Stored items from a collection

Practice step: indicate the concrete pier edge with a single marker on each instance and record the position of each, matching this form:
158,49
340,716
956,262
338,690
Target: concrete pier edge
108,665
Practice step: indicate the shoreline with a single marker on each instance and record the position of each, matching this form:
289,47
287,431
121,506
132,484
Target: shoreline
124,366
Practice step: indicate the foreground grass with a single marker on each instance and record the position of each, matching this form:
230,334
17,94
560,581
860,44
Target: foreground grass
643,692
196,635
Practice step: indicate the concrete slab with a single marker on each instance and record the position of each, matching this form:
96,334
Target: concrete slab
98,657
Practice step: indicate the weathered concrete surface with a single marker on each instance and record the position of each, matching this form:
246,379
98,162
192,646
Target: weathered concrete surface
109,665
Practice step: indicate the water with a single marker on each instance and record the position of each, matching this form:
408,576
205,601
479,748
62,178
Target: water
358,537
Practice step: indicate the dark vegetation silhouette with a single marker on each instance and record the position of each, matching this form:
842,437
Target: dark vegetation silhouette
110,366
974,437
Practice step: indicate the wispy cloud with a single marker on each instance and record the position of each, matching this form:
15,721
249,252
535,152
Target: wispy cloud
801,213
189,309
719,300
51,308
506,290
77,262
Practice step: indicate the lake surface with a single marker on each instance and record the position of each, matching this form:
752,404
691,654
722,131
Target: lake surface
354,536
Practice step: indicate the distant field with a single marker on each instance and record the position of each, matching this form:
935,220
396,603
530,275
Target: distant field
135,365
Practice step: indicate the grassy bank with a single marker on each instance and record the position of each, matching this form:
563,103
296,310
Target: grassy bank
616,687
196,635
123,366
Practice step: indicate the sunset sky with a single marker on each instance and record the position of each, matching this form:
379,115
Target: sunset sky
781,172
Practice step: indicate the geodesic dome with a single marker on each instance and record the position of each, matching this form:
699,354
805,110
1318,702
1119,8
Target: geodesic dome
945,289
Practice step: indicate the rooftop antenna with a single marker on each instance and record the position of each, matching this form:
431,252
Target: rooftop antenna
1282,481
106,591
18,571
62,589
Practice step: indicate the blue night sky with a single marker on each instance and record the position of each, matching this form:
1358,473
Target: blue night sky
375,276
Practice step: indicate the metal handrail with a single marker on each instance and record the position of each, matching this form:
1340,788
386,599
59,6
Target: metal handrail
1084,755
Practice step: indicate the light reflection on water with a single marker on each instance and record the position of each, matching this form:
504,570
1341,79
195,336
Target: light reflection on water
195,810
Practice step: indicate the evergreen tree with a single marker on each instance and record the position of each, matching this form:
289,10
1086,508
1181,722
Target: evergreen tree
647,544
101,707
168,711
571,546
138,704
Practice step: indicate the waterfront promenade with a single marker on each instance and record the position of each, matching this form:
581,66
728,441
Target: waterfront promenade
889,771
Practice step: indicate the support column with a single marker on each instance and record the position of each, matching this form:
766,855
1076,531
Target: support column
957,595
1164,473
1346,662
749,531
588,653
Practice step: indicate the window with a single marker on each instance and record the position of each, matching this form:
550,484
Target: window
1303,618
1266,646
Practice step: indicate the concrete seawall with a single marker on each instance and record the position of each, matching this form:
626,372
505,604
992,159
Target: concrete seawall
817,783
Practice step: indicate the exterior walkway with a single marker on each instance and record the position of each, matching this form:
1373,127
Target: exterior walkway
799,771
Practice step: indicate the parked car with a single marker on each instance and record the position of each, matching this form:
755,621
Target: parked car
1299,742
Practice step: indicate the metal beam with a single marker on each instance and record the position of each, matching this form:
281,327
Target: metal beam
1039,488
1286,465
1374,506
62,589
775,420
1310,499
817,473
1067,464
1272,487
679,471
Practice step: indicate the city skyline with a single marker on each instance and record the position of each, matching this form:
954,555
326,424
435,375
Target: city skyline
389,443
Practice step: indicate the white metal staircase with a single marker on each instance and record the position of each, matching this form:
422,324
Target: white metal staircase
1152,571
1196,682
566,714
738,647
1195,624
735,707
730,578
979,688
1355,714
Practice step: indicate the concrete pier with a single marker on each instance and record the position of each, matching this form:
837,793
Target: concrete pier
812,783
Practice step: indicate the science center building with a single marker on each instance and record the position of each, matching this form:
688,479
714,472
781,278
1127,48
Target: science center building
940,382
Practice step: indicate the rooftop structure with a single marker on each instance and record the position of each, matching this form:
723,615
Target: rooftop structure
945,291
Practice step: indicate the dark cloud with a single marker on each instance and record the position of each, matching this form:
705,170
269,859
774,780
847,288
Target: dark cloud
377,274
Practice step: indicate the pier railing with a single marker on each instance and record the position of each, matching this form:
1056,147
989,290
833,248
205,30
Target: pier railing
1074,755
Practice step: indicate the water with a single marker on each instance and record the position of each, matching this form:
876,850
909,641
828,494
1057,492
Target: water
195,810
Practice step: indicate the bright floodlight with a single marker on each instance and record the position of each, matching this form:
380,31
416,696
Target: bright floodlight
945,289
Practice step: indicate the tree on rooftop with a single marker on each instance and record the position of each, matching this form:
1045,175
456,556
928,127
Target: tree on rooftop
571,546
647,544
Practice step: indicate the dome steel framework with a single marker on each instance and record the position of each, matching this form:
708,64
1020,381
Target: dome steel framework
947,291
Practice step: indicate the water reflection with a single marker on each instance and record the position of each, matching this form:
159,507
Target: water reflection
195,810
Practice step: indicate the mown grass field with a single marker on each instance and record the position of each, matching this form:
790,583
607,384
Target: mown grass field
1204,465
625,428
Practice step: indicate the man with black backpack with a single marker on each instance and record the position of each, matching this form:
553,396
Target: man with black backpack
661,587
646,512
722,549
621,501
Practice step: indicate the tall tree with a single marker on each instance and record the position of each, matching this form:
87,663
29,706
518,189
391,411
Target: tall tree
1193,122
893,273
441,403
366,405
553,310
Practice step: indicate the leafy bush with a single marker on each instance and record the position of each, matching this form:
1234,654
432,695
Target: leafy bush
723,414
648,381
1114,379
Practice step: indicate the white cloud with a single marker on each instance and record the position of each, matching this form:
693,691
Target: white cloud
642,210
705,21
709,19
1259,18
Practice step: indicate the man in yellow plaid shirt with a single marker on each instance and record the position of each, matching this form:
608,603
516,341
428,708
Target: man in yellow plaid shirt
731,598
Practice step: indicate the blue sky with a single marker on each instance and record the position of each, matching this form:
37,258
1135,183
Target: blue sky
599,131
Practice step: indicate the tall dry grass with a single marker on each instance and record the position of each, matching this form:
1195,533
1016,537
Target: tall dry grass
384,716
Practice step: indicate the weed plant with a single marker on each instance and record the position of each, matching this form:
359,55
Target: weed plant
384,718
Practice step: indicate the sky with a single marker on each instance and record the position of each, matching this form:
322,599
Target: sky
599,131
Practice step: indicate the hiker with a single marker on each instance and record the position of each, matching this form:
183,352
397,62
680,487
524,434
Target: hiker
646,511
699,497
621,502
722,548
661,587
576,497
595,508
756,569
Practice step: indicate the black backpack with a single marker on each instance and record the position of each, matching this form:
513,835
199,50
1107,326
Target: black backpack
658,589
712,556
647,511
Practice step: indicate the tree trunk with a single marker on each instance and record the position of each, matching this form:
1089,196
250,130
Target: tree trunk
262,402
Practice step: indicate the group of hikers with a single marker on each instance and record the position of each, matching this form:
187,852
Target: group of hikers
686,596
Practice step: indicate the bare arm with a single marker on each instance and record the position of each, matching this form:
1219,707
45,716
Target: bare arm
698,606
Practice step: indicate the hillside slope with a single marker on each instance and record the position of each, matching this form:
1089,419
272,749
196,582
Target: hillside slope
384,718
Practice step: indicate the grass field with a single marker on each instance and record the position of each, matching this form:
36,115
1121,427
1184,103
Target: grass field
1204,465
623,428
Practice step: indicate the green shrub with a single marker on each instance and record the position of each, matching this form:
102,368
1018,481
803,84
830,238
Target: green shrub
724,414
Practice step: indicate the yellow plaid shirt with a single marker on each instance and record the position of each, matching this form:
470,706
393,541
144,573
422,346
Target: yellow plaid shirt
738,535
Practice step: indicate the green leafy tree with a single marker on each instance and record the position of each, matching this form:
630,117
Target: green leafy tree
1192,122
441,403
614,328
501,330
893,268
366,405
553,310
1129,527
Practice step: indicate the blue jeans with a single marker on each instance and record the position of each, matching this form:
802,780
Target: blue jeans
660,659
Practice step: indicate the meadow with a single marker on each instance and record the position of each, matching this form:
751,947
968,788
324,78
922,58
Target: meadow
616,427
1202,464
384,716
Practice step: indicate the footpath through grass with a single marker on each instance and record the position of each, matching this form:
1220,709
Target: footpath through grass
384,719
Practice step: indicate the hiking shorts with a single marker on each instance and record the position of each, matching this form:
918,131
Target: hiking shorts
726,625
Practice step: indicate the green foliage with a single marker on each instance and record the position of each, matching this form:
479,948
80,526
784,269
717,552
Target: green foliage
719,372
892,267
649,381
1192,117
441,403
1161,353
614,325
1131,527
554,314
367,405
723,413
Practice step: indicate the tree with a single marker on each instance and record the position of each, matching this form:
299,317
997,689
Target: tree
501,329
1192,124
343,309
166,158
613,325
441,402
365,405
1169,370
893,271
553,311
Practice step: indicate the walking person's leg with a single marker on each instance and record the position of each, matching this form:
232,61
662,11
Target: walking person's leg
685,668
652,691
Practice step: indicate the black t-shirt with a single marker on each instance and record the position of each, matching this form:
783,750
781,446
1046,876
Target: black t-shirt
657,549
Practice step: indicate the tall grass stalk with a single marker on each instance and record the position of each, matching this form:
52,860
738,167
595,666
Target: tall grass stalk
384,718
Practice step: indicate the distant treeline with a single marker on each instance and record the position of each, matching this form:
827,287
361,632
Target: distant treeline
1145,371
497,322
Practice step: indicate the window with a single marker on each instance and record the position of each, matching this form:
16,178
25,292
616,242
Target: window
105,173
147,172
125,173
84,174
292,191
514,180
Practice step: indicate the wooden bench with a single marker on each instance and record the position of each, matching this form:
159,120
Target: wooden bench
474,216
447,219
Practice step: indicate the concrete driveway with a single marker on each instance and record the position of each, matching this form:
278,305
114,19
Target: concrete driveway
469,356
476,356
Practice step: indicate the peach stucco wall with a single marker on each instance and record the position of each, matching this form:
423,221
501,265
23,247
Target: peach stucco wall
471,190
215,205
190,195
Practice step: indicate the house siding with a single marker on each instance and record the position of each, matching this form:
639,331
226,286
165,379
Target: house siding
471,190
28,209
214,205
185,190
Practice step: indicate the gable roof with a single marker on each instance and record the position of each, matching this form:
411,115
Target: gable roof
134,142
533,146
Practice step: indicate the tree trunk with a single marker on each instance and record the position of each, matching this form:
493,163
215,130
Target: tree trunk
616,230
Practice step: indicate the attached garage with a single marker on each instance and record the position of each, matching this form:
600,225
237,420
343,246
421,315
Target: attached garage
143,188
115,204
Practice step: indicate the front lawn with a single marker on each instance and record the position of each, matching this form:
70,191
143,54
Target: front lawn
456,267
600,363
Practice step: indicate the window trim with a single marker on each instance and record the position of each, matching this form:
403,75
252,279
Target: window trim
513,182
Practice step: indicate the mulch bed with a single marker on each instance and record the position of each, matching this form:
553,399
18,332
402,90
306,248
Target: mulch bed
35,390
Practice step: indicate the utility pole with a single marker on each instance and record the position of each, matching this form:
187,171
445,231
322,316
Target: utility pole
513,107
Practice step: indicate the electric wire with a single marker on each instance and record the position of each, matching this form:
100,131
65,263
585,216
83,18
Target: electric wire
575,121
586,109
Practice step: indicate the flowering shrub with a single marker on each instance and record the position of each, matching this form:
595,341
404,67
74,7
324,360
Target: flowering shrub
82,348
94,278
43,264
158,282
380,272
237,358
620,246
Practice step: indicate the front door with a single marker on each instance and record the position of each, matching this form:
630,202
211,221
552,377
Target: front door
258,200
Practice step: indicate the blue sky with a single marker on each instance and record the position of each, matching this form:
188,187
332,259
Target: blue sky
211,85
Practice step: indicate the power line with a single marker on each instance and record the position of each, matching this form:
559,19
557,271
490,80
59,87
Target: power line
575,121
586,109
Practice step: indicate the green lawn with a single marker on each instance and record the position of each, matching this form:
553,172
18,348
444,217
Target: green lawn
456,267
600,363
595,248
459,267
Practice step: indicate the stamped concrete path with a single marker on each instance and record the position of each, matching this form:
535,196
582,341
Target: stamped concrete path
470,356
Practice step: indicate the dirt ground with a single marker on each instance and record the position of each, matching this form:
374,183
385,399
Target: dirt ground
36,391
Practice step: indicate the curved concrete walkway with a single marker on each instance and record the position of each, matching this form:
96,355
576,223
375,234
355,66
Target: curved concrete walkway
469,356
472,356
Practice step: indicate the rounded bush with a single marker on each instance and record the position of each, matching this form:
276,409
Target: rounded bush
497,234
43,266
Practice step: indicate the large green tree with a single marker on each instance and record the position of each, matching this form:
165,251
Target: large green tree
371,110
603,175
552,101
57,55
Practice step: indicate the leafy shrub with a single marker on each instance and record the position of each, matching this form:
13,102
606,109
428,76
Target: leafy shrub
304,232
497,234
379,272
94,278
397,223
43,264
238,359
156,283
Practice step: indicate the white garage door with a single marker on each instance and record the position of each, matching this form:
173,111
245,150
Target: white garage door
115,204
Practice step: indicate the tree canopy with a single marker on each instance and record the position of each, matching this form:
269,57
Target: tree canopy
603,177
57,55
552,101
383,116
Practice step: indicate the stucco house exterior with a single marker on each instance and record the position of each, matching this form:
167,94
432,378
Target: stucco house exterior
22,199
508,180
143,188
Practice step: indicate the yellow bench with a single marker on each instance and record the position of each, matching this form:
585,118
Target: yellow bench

- **The task**
What needs duplicating is the run of lines from the one containing "Practice step: indicate the rounded" through the last line of the entries above, exact and complete.

- **Finished task**
Practice step: indicate the rounded bush with a single marker on each instance and record the position of each, matching this form:
276,409
Target: rounded bush
497,234
43,266
Practice step: indicate the large green tree with a single marker on each instance and record the position of each, matching this form:
165,251
Target: large green tree
371,110
603,175
552,101
57,55
Practice step: indicate the leafy shrub with a single marker on each instance and record the position of each, matching this form:
13,102
606,109
428,76
Target: leafy shrub
304,232
497,234
379,272
94,278
397,223
43,264
238,359
156,283
Practice step: indicate the white garage door with a single marker on each instance and record the position of each, matching this form:
173,111
245,150
Target: white garage door
115,204
Practice step: indicate the tree canopy with a single marker on each instance and record the position of each, matching this form:
269,57
Target: tree canopy
603,177
57,55
552,101
383,116
Practice step: indicate the stucco house exterior with a single marker on each instance and record the position of each, matching this form:
167,94
432,378
Target: stucco house exterior
22,199
508,180
143,188
Practice step: indicate the yellow bench with a single marker on each instance and record the position of each, matching this form:
585,118
Target: yellow bench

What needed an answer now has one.